• SHORT EXERCISE 1
Answer these questions from the text on the 1885 election cartoon:
(a) Who is the dealer at the card table?
(b) In which publication, and on what date, did the cartoon appear?
(c) Who drew the cartoon?

The 'Irish card' in the 1885-86 general elections
A cartoon, 'The General election Game', Weekly Freeman, 28 November 1885
Tories, Lord Salisbury and *Randolph Churchill and Liberals, William Gladstone and Joseph Chamberlain sit around a card table. Parnell (‘the Irish Chief’) is the dealer. Salisbury has been dealt a hand which includes the ‘Irish Vote.’
The election of 1885 has clearly left Parnell’s party in a strong position and this cartoon by John Fergus O’Hea seeks to parody the dilemma in which members of the British political establishment find themselves as they court the support of the Irish Parliamentary Party.
The General Election Game
(The “Irish Chief” has just dealt the Cards.)
The Grand Old Man To “Brum” [Birmingham] Joe [Chamberlain] – “That is a poor hand to ‘go on’ – he must have given those other fellows the Trump Card.”
Randy, to Salisbury – By Jingo! That is a ‘Nap’ [winning] hand. Go on the Irish Card, and you must win.’
|Description & comprehension |
|What is happening in the cartoon?|
Describe the characters portrayed?

• GIVEN RECORDS
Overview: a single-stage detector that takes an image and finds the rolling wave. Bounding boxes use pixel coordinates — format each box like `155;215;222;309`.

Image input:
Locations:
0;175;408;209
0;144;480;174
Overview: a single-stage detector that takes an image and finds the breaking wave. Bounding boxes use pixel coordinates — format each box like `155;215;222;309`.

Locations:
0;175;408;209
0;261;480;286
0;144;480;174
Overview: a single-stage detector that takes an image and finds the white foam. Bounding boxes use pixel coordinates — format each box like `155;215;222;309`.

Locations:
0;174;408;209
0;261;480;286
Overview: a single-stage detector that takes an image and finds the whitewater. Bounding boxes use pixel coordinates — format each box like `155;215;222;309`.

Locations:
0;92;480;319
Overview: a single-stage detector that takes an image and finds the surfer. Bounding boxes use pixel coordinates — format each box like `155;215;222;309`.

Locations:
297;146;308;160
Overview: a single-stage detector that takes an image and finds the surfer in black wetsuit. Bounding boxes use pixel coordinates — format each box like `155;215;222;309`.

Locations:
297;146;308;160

• SHORT EXERCISE 2
From the records, retype the lines beginning with the one containing "finds the whitewater." and continuing through the one containing "0;92;480;319".

• RESULT 1
(a) Parnell, "the Irish Chief"
(b) The Weekly Freeman, 28 November 1885
(c) John Fergus O'Hea

• RESULT 2
Overview: a single-stage detector that takes an image and finds the whitewater. Bounding boxes use pixel coordinates — format each box like `155;215;222;309`.

Locations:
0;92;480;319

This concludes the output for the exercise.